▶ _Text shown_

Authorities in the Russian republic of Chechnya have launched an anti-gay campaign that has led to authorities rounding up dozens of men suspected of being homosexual, according to the Russian newspaper Novaya Gazeta and human rights activists.
The newspaper’s report, by an author regarded as a leading authority on Chechnya, claimed that more than 100 people had been detained and three men killed in the roundup. It claimed that among those detained were well-known local television personalities and religious figures.
Alvi Karimov, spokesperson for Chechnya’s leader, Ramzan Kadyrov, described the report as “absolute lies and disinformation”, basing his denial on the claim that there were no gay people in Chechnya. “You cannot detain and persecute people who simply do not exist in the republic,” he told Interfax news agency.
“If there were such people in Chechnya, the law-enforcement organs wouldn’t need to have anything to do with them because their relatives would send them somewhere from which there is no returning.”
A spokesman for the region’s interior ministry told the Russian newspaper RBC that the report was “an April fool’s joke”.
However, Ekaterina Sokirianskaia, Russia project director for the International Crisis Group, told the Guardian she had been receiving worrying information about the issue from various sources over the past 10 days. “I have heard about it happening in Grozny [the Chechen capital], outside Grozny, and among people of very different ages and professions,” she said.
The extreme taboo nature of the subject meant that much of the information was arriving second or third hand, and as yet there are no fully verifiable cases, she added. “It’s next to impossible to get information from the victims or their families, but the number of signals I’m receiving from different people makes it hard not to believe detentions and violence are indeed happening.”
Chechnya is formally part of Russia, but functions as a quasi-independent state in which the word of Kadyrov often seems to transcend Russian laws. He has overseen the rebuilding of the republic with Moscow’s money, after two devastating wars. Kadyrov has at various times endorsed polygamy, compulsory wearing of the hijab for women in public places, and collective punishment for the relatives of those involved in the Islamist underground.

▶ _Data supplied_
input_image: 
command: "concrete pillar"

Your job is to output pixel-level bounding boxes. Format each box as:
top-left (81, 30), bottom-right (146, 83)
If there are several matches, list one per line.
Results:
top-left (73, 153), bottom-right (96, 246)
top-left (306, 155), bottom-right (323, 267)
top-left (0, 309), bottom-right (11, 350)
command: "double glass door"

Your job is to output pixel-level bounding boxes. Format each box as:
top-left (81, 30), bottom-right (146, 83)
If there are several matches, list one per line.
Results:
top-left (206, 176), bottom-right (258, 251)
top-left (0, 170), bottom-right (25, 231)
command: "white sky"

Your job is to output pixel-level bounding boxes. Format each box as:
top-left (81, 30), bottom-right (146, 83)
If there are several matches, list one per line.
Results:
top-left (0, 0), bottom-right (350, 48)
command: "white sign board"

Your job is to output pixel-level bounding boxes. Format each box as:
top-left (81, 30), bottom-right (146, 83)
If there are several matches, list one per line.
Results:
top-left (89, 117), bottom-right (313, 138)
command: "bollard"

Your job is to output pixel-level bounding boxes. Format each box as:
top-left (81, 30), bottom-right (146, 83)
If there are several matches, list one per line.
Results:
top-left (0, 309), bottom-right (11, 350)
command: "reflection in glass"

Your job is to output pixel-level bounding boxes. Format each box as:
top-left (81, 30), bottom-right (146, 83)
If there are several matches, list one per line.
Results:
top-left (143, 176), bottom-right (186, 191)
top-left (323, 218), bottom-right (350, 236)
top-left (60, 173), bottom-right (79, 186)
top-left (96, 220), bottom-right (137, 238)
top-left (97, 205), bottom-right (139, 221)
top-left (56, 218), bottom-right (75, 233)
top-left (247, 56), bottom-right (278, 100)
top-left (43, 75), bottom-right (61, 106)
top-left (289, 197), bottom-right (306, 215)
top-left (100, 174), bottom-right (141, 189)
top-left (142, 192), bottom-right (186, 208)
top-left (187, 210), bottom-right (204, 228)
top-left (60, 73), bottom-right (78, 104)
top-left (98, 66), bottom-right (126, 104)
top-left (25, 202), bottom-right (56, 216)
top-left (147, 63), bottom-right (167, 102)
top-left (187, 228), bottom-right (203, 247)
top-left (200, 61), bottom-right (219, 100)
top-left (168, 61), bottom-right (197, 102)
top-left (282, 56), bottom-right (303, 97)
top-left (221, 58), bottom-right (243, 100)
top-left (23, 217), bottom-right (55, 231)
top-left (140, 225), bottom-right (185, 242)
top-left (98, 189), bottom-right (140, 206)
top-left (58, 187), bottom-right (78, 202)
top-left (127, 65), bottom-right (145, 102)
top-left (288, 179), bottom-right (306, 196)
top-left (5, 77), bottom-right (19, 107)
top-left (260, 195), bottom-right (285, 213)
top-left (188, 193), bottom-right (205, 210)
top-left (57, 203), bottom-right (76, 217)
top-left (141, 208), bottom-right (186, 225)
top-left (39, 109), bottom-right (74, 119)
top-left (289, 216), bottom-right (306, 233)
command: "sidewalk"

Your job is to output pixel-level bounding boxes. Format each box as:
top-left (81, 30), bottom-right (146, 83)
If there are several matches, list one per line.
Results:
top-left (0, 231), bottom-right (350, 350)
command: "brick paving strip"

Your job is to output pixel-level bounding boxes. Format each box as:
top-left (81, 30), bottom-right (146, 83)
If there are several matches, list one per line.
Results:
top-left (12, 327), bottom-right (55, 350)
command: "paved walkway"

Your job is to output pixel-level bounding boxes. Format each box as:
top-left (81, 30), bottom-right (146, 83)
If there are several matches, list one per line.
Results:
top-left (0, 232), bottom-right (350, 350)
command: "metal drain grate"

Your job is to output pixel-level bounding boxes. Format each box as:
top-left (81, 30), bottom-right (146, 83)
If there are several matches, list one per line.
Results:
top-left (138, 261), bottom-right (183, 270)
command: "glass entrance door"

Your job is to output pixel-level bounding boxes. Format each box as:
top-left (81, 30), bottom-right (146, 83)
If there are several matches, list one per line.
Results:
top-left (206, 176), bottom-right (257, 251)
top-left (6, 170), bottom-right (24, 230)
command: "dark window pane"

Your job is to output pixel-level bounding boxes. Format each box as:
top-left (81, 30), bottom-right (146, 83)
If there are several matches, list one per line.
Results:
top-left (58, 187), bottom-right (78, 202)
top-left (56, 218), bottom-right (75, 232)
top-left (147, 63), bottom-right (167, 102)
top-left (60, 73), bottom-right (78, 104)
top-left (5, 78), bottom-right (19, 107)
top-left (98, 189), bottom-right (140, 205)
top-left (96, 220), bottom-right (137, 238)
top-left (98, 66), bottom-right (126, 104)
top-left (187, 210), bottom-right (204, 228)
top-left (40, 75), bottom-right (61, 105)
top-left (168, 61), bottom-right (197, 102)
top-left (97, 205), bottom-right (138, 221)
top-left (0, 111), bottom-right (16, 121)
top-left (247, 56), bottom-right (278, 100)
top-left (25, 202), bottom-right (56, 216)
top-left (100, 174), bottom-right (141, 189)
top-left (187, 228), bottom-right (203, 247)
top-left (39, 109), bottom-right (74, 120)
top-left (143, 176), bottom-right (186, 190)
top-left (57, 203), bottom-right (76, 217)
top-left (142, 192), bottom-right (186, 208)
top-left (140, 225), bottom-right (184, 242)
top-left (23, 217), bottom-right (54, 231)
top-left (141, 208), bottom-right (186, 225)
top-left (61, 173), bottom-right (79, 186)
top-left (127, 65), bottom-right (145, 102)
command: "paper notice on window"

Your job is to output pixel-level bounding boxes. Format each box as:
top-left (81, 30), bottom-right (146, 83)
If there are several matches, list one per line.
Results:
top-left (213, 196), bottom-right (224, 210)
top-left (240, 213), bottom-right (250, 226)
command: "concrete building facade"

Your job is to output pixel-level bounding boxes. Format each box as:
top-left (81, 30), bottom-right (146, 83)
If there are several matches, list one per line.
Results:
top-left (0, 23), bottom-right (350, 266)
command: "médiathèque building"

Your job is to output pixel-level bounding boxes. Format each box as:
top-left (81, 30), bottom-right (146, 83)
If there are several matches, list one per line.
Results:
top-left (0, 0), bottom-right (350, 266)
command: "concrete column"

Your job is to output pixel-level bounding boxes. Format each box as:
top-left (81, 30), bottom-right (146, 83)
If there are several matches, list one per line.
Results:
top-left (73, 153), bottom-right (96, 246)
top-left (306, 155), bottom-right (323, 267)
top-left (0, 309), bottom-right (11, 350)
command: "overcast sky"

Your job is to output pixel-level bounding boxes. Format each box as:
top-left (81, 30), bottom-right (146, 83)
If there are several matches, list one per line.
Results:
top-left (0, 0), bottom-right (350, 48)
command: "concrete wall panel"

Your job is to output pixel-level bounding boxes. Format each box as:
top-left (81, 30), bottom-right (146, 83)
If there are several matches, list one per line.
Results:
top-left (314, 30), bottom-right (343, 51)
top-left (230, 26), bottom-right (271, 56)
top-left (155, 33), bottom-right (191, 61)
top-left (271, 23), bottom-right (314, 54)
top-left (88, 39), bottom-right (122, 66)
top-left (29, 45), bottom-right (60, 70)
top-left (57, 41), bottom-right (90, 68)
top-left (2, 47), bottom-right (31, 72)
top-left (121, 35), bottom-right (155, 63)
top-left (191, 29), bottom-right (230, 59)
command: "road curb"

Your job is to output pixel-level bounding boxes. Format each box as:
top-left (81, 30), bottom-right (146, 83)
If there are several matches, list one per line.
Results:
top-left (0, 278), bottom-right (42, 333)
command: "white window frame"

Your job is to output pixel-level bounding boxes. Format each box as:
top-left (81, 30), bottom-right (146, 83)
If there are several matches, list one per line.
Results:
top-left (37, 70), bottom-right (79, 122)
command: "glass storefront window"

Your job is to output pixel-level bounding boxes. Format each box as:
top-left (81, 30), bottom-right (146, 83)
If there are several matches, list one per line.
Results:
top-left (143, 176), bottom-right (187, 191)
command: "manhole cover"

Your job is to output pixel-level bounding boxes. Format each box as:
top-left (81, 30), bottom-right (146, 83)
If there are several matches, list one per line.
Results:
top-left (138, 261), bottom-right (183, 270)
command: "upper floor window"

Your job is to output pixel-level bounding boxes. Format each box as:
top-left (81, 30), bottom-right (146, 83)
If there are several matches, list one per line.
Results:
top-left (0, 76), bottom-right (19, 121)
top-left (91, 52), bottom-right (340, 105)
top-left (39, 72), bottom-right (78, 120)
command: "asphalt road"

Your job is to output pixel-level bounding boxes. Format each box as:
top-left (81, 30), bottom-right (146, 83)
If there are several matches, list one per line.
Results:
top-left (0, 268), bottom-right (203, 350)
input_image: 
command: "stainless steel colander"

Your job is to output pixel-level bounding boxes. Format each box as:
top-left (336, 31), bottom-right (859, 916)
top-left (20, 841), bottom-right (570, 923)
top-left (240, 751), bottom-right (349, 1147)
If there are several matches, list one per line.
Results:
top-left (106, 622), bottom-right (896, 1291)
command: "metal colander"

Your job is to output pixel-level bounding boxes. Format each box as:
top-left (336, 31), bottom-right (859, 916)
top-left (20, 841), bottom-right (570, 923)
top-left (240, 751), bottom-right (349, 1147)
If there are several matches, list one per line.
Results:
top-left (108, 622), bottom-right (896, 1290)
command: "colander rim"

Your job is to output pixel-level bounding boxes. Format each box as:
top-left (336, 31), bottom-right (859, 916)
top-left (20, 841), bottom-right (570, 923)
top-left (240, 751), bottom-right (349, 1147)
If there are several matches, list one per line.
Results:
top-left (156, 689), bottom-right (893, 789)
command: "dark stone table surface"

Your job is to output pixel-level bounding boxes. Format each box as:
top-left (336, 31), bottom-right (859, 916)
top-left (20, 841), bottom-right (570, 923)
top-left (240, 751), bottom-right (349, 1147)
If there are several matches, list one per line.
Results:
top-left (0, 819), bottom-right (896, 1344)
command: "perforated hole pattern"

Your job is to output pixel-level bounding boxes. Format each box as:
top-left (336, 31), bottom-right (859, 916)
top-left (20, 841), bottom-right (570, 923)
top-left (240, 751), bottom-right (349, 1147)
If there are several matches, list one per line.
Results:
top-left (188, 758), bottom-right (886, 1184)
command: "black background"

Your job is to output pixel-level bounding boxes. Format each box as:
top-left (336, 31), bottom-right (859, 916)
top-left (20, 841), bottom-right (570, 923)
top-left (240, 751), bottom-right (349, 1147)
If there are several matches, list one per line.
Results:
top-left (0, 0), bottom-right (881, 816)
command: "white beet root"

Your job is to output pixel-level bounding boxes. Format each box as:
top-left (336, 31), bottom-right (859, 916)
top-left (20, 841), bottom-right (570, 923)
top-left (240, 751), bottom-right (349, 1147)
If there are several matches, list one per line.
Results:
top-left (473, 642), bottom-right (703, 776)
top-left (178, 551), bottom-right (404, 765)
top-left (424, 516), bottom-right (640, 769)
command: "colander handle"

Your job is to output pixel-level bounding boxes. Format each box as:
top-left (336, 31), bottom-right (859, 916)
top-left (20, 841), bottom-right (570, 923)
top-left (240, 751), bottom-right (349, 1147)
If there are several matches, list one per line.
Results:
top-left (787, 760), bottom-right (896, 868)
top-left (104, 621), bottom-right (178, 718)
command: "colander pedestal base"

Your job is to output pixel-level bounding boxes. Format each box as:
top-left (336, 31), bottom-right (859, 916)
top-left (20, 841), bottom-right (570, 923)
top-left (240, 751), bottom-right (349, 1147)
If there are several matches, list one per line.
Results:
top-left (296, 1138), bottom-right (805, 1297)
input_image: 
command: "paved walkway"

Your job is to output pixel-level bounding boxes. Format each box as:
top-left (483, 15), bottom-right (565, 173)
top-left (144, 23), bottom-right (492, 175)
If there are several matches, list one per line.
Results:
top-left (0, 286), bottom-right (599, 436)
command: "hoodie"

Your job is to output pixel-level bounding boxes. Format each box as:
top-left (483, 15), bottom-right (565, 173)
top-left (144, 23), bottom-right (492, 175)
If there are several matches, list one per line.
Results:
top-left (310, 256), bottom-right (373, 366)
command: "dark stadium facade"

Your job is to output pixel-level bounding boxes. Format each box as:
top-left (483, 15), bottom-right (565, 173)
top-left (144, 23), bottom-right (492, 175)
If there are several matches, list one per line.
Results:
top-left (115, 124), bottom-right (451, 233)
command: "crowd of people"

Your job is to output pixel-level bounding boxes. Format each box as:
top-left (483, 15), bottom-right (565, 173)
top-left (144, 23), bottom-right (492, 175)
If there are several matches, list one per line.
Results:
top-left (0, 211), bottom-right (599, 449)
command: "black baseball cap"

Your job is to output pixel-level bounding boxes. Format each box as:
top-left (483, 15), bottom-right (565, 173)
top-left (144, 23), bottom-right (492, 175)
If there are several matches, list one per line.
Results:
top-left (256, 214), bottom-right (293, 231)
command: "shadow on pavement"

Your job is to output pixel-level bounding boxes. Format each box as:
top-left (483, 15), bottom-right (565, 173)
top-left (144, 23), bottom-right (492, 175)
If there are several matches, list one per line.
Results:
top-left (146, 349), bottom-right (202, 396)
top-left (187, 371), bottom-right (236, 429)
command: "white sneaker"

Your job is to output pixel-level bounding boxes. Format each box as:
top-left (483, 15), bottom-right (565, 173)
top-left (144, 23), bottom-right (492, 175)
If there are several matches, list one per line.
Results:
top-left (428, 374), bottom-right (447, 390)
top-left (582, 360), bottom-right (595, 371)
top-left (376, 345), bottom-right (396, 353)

▶ _Tasks_
a) Please repeat the Chechnya article word for word from "Alvi Karimov, spokesperson" up to and including "Interfax news agency.".
b) Carry on writing the Chechnya article, starting right after its final sentence.

▶ _Answers to the tasks_
a)
Alvi Karimov, spokesperson for Chechnya’s leader, Ramzan Kadyrov, described the report as “absolute lies and disinformation”, basing his denial on the claim that there were no gay people in Chechnya. “You cannot detain and persecute people who simply do not exist in the republic,” he told Interfax news agency.

b)
Chechen society is strictly conservative, meaning that unlike other cases where relatives or rights activists may put pressure on authorities when a homosexual relative disappears, those suspected are likely to be disowned by their own families. Locals say that if a family was known to have a gay member, other relatives would find it difficult to marry due to the “shame”.
Attitudes to LGBT rights are mixed in Russia, with an infamous law banning the “propaganda of homosexuality among minors” on the books. But Moscow and other big cities have a thriving gay scene, even if much of it remains underground. In Chechnya and the other Muslim republics of the North Caucasus, there is no discussion of the issue, and gay men do not even tell their closest friends of their orientation.
The Novaya Gazeta article claimed that three people had been killed, and suggested others could have been handed to their families with the expectation that the family would perform an honour killing.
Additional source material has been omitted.